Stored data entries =
Content starts

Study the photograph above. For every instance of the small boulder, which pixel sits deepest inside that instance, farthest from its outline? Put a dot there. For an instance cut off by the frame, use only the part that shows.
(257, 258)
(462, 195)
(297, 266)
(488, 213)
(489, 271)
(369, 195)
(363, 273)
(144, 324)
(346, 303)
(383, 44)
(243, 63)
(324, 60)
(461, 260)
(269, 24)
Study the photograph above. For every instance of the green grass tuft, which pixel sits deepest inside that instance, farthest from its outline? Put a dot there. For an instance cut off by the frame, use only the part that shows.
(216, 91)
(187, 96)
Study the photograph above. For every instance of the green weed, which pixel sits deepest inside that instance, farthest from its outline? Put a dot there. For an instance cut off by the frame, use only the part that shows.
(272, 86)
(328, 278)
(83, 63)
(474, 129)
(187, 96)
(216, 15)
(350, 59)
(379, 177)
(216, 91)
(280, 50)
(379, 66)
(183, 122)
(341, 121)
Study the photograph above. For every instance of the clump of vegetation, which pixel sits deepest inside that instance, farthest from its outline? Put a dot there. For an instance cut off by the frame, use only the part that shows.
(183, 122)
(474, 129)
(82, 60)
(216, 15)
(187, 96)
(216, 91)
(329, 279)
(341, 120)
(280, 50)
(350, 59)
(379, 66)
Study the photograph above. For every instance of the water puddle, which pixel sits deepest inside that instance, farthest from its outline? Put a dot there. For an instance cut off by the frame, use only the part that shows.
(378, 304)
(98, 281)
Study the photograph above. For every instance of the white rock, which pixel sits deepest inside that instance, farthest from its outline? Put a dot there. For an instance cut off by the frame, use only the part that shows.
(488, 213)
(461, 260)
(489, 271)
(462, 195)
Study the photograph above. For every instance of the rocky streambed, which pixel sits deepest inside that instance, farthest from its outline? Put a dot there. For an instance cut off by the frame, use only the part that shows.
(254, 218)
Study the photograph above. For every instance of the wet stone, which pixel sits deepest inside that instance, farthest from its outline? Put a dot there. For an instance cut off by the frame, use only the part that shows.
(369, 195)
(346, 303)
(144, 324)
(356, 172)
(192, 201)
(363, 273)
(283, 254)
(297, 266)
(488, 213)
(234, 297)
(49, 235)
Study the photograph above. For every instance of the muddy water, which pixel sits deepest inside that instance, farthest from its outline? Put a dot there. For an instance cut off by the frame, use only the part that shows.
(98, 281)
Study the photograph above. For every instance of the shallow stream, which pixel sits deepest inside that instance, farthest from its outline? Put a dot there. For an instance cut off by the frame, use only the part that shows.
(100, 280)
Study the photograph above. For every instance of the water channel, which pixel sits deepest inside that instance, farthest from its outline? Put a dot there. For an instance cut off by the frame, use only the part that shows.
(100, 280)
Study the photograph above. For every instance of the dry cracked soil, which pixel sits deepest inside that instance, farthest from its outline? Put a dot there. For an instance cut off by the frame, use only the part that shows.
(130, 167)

Content ends

Your assignment =
Which lines run from the one containing "Study the photograph above. For every instance of the rocky" to the end of the data? Output them exactly, with nothing added.

Response below =
Study the photograph above. For every instance of the rocky streambed, which pixel sits deepest inside that instance, farthest from its outline? Put a dot there. For an instance cut off by the frame, use only the part that shows.
(254, 218)
Study the photograph above. For every instance of the wet stone, which pixel sits deepest inside that instance, farthest from its outline? Put a dot there. For an instance cut off by the frame, use only the part that shows.
(369, 195)
(346, 303)
(144, 324)
(356, 172)
(192, 201)
(363, 273)
(283, 254)
(297, 266)
(488, 213)
(234, 297)
(49, 235)
Study the photograph above. For every instance of the muddy water, which pixel sits deepest inside that instance, farthest from its outline? Put a dot there. For an instance cut off by the frame, use only the part that shows.
(98, 281)
Study the photograph above. For every instance of the shallow stream, which pixel sits deepest inside that instance, farthest from its outline? Put a dot there. For an instance cut off by the frame, use only the part that shows.
(100, 280)
Study the photograph above. For every instance of the water channel, which pixel sits deepest inside that instance, farthest from its outline? Put a dot there. For an instance cut off by the frame, use only the part that shows.
(100, 280)
Study the photograph above. For every instance of the dry cracked soil, which pixel sits deepest inside that instance, farthest from its outline? Put a dot there. For an instance cut off by the frame, use only the part that shows.
(130, 167)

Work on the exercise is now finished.